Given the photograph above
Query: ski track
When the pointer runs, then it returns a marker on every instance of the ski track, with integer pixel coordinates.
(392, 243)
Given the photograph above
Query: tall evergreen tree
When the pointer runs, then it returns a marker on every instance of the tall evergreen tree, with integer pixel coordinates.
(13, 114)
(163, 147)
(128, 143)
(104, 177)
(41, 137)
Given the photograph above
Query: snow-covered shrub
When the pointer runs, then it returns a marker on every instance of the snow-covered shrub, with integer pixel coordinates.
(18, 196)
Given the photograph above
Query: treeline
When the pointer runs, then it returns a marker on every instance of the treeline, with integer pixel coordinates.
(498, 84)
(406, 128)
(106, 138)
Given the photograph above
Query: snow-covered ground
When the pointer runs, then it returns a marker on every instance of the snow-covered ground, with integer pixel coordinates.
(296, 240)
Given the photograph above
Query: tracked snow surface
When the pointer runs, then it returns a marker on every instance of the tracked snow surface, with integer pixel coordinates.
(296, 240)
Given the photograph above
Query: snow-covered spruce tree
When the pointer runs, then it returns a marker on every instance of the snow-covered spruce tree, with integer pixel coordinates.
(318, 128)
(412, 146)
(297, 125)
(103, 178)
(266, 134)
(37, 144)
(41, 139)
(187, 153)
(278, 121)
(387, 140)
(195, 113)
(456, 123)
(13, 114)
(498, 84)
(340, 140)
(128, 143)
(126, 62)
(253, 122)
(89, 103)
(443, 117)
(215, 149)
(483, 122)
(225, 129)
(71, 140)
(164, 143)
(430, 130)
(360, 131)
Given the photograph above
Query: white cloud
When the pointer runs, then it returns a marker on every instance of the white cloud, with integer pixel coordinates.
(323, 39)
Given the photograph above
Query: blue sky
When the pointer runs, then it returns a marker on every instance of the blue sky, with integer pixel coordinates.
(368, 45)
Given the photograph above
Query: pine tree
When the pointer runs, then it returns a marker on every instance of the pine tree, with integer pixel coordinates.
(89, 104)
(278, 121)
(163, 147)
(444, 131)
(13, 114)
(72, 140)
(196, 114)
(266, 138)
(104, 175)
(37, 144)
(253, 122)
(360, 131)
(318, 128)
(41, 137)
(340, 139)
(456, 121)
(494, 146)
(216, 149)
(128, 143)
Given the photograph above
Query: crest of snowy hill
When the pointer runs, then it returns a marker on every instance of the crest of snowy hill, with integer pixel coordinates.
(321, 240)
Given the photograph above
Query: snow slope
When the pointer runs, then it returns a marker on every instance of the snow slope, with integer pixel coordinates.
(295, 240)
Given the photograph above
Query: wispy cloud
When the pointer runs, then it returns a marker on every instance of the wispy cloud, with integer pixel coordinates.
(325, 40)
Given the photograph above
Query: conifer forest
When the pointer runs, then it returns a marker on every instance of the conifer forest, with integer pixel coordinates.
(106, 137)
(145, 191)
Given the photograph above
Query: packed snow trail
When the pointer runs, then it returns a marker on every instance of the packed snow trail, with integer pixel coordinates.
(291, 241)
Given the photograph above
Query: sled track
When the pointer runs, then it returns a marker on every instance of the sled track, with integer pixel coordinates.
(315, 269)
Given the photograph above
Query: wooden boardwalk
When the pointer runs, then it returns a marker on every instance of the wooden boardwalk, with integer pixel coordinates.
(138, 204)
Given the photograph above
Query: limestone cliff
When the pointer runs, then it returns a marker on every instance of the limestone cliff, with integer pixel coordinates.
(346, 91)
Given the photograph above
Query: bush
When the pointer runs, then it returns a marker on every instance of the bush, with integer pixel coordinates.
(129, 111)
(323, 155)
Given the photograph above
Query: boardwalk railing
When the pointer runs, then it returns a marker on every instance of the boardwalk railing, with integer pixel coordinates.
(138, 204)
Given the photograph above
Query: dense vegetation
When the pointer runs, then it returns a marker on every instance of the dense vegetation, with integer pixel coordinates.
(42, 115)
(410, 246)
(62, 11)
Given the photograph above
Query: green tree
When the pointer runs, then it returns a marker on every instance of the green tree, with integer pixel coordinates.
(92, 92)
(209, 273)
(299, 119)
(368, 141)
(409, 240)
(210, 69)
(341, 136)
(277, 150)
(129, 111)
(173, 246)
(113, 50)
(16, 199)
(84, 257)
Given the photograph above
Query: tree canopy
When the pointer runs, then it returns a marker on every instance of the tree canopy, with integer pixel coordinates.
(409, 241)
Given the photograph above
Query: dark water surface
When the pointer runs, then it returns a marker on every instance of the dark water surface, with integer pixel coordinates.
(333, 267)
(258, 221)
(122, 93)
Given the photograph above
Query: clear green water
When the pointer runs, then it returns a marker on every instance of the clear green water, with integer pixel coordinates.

== == ==

Reproduce all the records precisely.

WRITTEN RESPONSE »
Given the photograph above
Query: ski track
When the pointer runs, then it returns a marker on every instance of the ski track, with integer pixel coordinates.
(392, 243)
Given the photograph above
Query: tall evergreen tree
When the pointer runs, then it returns a marker on every instance of the tall evergreen tree, with integer pixel coordinates.
(13, 114)
(163, 147)
(128, 143)
(104, 177)
(41, 137)
Given the photograph above
Query: snow-covered shrub
When the pointer runs, then it returns a marker on every instance of the snow-covered shrub, with integer pixel coordinates.
(18, 196)
Given the photograph above
Query: treeline
When the pointer runs, then it returns a marker on every instance of the treeline, with integer pixel coordinates.
(498, 84)
(406, 128)
(106, 138)
Given the photograph above
Query: snow-covered ground
When the pointer runs, then it returns a marker on every instance of the snow-covered ground, with integer pixel coordinates.
(296, 240)
Given the photograph above
Query: tracked snow surface
When the pointer runs, then it returns a marker on every instance of the tracked snow surface, with integer pixel coordinates.
(296, 240)
Given the photograph above
Query: snow-covered spruce tree
When the pointer runs, then it returns a marker on every instance of the snow-covered spruce tree, with integer pixel coordinates.
(318, 128)
(412, 146)
(297, 125)
(103, 178)
(266, 134)
(37, 144)
(41, 139)
(187, 153)
(278, 121)
(387, 140)
(195, 113)
(456, 123)
(13, 114)
(498, 84)
(340, 140)
(128, 143)
(126, 62)
(253, 122)
(89, 103)
(443, 117)
(215, 149)
(483, 122)
(225, 129)
(71, 140)
(164, 143)
(430, 130)
(360, 131)
Given the photograph above
Query: white cloud
When the pointer runs, then it returns a marker on every instance of the white cloud, with integer pixel coordinates.
(323, 39)
Given the photograph above
Query: blue sky
When the pointer runs, then it returns a marker on every instance of the blue sky, with integer pixel coordinates.
(368, 45)
Given the photograph above
Query: pine tree
When the pointer runs, then it returns a marker on every instance of the pine tree, with integer pixel coordinates.
(89, 104)
(278, 121)
(163, 147)
(444, 131)
(13, 114)
(72, 140)
(196, 114)
(266, 138)
(104, 175)
(37, 144)
(253, 122)
(360, 131)
(318, 128)
(41, 137)
(340, 139)
(456, 121)
(494, 146)
(216, 149)
(128, 143)
Given the photograph above
Query: crest of snowy hill
When the pointer runs, then it returns a marker on every instance of the crest of snowy hill, with integer pixel coordinates.
(321, 240)
Given the photograph above
Query: snow slope
When the pointer runs, then it returns a marker on every instance of the snow slope, with integer pixel coordinates.
(295, 240)
Given the photograph above
Query: wispy cloud
When the pointer runs, then it returns a marker on every instance of the wispy cloud, with integer pixel coordinates.
(325, 40)
Given the photograph above
Query: conifer forest
When the pointer runs, then it returns a marker on every instance of the conifer forest, with integer pixel coordinates.
(106, 137)
(145, 191)
Given the photograph above
Query: packed snow trail
When the pointer runs, then it returns a marker on every instance of the packed snow trail, with integer pixel coordinates.
(291, 241)
Given the photograph above
Query: sled track
When the pointer runs, then it returns a marker on every instance of the sled track, with integer pixel coordinates.
(315, 269)
Given the photograph above
Query: wooden boardwalk
When the pointer runs, then it returns a marker on every instance of the wooden boardwalk, with integer pixel coordinates.
(138, 204)
Given the photograph above
Query: limestone cliff
When the pointer runs, then it returns a marker on every instance of the limestone cliff, with integer pixel coordinates.
(346, 91)
Given the photograph above
Query: bush
When the pointer runs, then it returns a marker on every instance of the bush, with integer pixel coordinates.
(129, 111)
(323, 155)
Given the photograph above
Query: boardwalk railing
When the pointer runs, then it returns a marker on every instance of the boardwalk railing, with integer pixel coordinates.
(138, 204)
Given the photograph above
Query: dense vegetation
When the pointer runs, then it returns a marker on every instance of the dense vegetation, with integer pixel coordinates.
(42, 115)
(410, 246)
(62, 11)
Given the photograph above
Query: green tree
When the pointer runs, then it returns a marker on every instance of the green tree, with integer pixel coordinates.
(92, 92)
(209, 273)
(299, 119)
(368, 141)
(409, 240)
(210, 69)
(341, 136)
(277, 150)
(129, 111)
(173, 246)
(113, 50)
(16, 199)
(84, 257)
Given the photograph above
Query: tree canopy
When the pointer runs, then it returns a marker on every instance of the tree canopy, with integer pixel coordinates.
(409, 241)
Given the photograph above
Query: dark water surface
When the pointer runs, then it returns a marker on every instance of the dark water surface, with integer pixel coordinates.
(333, 267)
(258, 221)
(122, 93)
Given the photograph above
Query: clear green water
When the pointer runs, then it returns a marker on every instance of the clear green water, with integer pixel coordinates.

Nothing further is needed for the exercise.